=== Work instructions ===
Make an exact copy of the records, with the images left out.

=== Records of labeled points ===

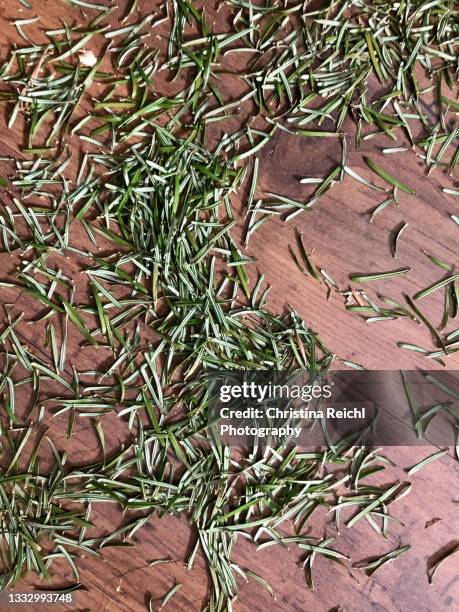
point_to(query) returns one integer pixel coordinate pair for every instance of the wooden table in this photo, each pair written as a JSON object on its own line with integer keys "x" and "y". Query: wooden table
{"x": 344, "y": 241}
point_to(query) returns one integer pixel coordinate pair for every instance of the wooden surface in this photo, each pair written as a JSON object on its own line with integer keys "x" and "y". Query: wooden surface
{"x": 344, "y": 242}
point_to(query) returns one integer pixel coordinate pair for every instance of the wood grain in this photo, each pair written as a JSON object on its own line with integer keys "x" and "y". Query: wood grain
{"x": 344, "y": 241}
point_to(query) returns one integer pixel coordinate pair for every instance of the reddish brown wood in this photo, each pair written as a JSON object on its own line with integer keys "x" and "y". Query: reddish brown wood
{"x": 344, "y": 242}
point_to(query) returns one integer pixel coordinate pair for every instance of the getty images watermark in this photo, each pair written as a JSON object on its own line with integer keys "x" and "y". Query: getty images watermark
{"x": 261, "y": 409}
{"x": 301, "y": 409}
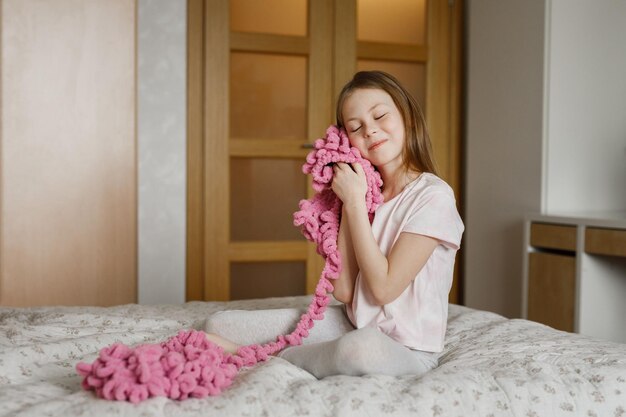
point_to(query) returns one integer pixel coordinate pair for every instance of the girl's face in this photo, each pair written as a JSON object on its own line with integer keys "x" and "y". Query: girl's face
{"x": 375, "y": 126}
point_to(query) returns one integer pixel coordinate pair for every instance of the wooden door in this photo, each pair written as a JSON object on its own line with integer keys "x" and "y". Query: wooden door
{"x": 68, "y": 153}
{"x": 264, "y": 77}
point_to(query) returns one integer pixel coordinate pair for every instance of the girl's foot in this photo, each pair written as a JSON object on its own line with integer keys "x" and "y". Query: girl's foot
{"x": 227, "y": 345}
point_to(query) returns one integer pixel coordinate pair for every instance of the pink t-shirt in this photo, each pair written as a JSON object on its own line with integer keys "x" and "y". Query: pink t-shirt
{"x": 418, "y": 317}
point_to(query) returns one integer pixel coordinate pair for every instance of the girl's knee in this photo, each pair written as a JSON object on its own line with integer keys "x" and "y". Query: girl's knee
{"x": 356, "y": 352}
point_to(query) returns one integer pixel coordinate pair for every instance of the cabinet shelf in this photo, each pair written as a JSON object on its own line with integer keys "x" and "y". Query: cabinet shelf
{"x": 575, "y": 273}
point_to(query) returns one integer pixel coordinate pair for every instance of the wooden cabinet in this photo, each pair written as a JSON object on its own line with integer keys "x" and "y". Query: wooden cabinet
{"x": 551, "y": 289}
{"x": 575, "y": 273}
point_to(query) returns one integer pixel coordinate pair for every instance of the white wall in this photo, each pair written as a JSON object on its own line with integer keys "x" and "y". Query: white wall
{"x": 586, "y": 154}
{"x": 162, "y": 32}
{"x": 505, "y": 41}
{"x": 545, "y": 128}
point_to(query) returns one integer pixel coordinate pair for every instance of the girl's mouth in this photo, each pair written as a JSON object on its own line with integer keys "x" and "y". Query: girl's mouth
{"x": 376, "y": 144}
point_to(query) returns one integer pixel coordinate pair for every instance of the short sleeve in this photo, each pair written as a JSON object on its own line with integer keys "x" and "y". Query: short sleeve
{"x": 435, "y": 215}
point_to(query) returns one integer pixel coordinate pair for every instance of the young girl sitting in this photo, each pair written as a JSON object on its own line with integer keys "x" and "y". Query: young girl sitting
{"x": 397, "y": 272}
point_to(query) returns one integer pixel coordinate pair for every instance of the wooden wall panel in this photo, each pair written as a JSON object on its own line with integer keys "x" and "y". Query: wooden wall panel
{"x": 68, "y": 162}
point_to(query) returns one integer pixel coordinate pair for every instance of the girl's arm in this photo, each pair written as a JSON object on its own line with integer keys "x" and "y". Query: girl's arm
{"x": 385, "y": 277}
{"x": 344, "y": 285}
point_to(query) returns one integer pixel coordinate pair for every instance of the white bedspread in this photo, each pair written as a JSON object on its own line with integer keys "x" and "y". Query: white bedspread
{"x": 491, "y": 366}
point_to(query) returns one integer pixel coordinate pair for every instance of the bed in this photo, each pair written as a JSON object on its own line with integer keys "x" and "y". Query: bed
{"x": 491, "y": 366}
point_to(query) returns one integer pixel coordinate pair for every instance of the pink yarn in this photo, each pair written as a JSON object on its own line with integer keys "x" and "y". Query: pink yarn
{"x": 188, "y": 365}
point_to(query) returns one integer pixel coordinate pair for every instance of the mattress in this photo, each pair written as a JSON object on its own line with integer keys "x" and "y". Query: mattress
{"x": 491, "y": 366}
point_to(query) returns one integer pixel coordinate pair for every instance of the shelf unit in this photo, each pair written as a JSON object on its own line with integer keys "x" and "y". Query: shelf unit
{"x": 574, "y": 272}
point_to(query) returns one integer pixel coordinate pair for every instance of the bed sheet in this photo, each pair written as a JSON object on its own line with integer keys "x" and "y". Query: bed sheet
{"x": 491, "y": 366}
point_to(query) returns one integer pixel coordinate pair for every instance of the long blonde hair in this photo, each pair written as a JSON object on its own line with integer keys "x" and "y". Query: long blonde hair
{"x": 418, "y": 153}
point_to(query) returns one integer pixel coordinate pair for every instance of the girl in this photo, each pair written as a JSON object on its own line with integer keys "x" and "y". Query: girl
{"x": 397, "y": 272}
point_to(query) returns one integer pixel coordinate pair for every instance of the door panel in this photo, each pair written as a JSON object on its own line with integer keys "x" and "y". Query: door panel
{"x": 267, "y": 279}
{"x": 268, "y": 96}
{"x": 264, "y": 194}
{"x": 280, "y": 17}
{"x": 392, "y": 21}
{"x": 283, "y": 80}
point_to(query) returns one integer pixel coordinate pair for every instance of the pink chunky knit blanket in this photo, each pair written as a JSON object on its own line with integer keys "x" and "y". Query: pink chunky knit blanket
{"x": 188, "y": 365}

=== Exercise result ===
point_to(query) returns one integer pixel coordinate pair for every instance of the wooden table in this photo, each pair written as a JSON object on its own line with integer keys "x" and "y". Query: wooden table
{"x": 344, "y": 241}
point_to(query) returns one integer pixel coordinate pair for every instance of the wooden surface in this photo, each pair written as a JSON object on its own line with integer keys "x" and "y". Query: wooden surface
{"x": 344, "y": 242}
point_to(query) returns one integer pixel coordinate pair for every instance of the wood grain in this photo, each pair written as a JSON object on its own line with integer keys "x" and "y". Query: wood grain
{"x": 344, "y": 241}
point_to(query) returns one integer pixel coordinate pair for every instance of the reddish brown wood in this photo, each pair written as a JSON object on its own line with integer keys "x" and "y". Query: reddish brown wood
{"x": 344, "y": 242}
point_to(query) returns one integer pixel coordinate pair for every instance of the getty images watermark in this photo, each pair written as a JSON object on its own line with integer keys "x" and "y". Query: getty images watermark
{"x": 261, "y": 409}
{"x": 301, "y": 409}
point_to(query) returns one integer pixel coordinate pair for every instance of the girl's face in this photo, each pair written as a JSON object on its own line with integer keys "x" and "y". Query: girl's face
{"x": 375, "y": 126}
point_to(query) returns one integer pixel coordinate pair for every instance of the wooden door in this photo, each pair written as a JSON object on its own line with integer keys "x" and "y". Query: wooden door
{"x": 68, "y": 153}
{"x": 264, "y": 77}
point_to(query) returns one integer pixel coordinate pair for every instance of the girl's foot in this photo, each pair written as a JSON object on its own line with integer keys "x" and "y". Query: girl's foot
{"x": 227, "y": 345}
point_to(query) returns one integer pixel coordinate pair for every instance of the pink t-shirt in this photo, each pair written as a JSON object on its own line with integer keys "x" and "y". Query: pink t-shirt
{"x": 418, "y": 317}
point_to(query) returns one integer pixel coordinate pair for every instance of the girl's knee in this photo, each pair written as a JSON object on its own line with integer keys "x" and "y". Query: girl's knee
{"x": 356, "y": 352}
point_to(query) returns one integer pixel coordinate pair for every instance of the cabinet shelf in this photo, each pair written as a JSON object on its own line with integer keys "x" and "y". Query: cabinet shelf
{"x": 575, "y": 273}
point_to(query) returns one integer pixel coordinate pair for every instance of the wooden cabinet in this photo, each pair written as a JSON object on its own line with integer keys "x" and "y". Query: wooden cabinet
{"x": 551, "y": 289}
{"x": 575, "y": 273}
point_to(query) returns one integer pixel coordinate pair for every instance of the white wall in this photo, each pair written as a JSON object on its own line with integer keys "x" and "y". Query: white wall
{"x": 586, "y": 154}
{"x": 162, "y": 32}
{"x": 505, "y": 41}
{"x": 545, "y": 128}
point_to(query) returns one integer pixel coordinate pair for every instance of the girl's mouth in this photo, each pair written as a JSON object on its own line with integer keys "x" and "y". Query: girl's mouth
{"x": 376, "y": 144}
point_to(query) returns one integer pixel coordinate pair for every instance of the short sleeve in this photo, each pair written as a JSON object on its own line with integer keys "x" and "y". Query: short sleeve
{"x": 435, "y": 215}
point_to(query) returns one integer pixel coordinate pair for every instance of the young girl sitting in this photo, each pair written as a JSON object on its own line with integer keys "x" and "y". Query: young girl sitting
{"x": 397, "y": 272}
point_to(query) returns one integer pixel coordinate pair for every instance of the wooden wall panel in this photo, each pair written as a JSON object on its own line with integer keys "x" and "y". Query: wooden wall panel
{"x": 68, "y": 162}
point_to(query) returns one integer pixel coordinate pair for every instance of the girl's arm in this photo, each pair written as a JSON object on its own line with integer keys "x" and "y". Query: girl's arm
{"x": 385, "y": 277}
{"x": 344, "y": 285}
point_to(query) returns one integer pixel coordinate pair for every instance of the white bedspread in this photo, each pair written as a JSON object on its own line with integer keys "x" and "y". Query: white bedspread
{"x": 491, "y": 366}
point_to(query) returns one integer pixel coordinate pair for every instance of the bed in this photo, each pair written as a JSON object on its own line with integer keys "x" and "y". Query: bed
{"x": 491, "y": 366}
point_to(query) returns one integer pixel coordinate pair for every instance of the pink yarn in this photo, each pair written as a JSON object on its own line with integer keys "x" and "y". Query: pink yarn
{"x": 188, "y": 365}
point_to(query) returns one integer pixel coordinate pair for every instance of the mattress in this photo, each pair written as a JSON object on its own line with integer keys "x" and "y". Query: mattress
{"x": 491, "y": 366}
point_to(query) returns one integer pixel coordinate pair for every instance of the shelf unit in this photo, each pair written as a JSON object on its own line with integer keys "x" and "y". Query: shelf unit
{"x": 574, "y": 272}
point_to(query) returns one integer pixel coordinate pair for every instance of the bed sheet in this photo, each pair written as a JSON object on its own line with integer keys "x" and "y". Query: bed sheet
{"x": 491, "y": 366}
point_to(query) returns one integer pixel coordinate pair for every instance of the long blonde hair in this photo, each pair written as a JSON object on its own line with integer keys "x" and "y". Query: long blonde hair
{"x": 418, "y": 153}
point_to(query) returns one integer pixel coordinate pair for every instance of the girl in this photo, each pair written as a JSON object on its own line with integer keys "x" and "y". Query: girl
{"x": 397, "y": 272}
point_to(query) returns one integer pixel coordinate pair for every instance of the door panel in this photo, each pair written as a JSON object on its own line with integer keys "x" and "y". Query: door panel
{"x": 267, "y": 279}
{"x": 268, "y": 96}
{"x": 264, "y": 194}
{"x": 280, "y": 17}
{"x": 392, "y": 21}
{"x": 283, "y": 80}
point_to(query) returns one integer pixel coordinate pair for every instance of the pink chunky knit blanket in this photo, each pair written as a JSON object on its own line with integer keys "x" and "y". Query: pink chunky knit blanket
{"x": 188, "y": 365}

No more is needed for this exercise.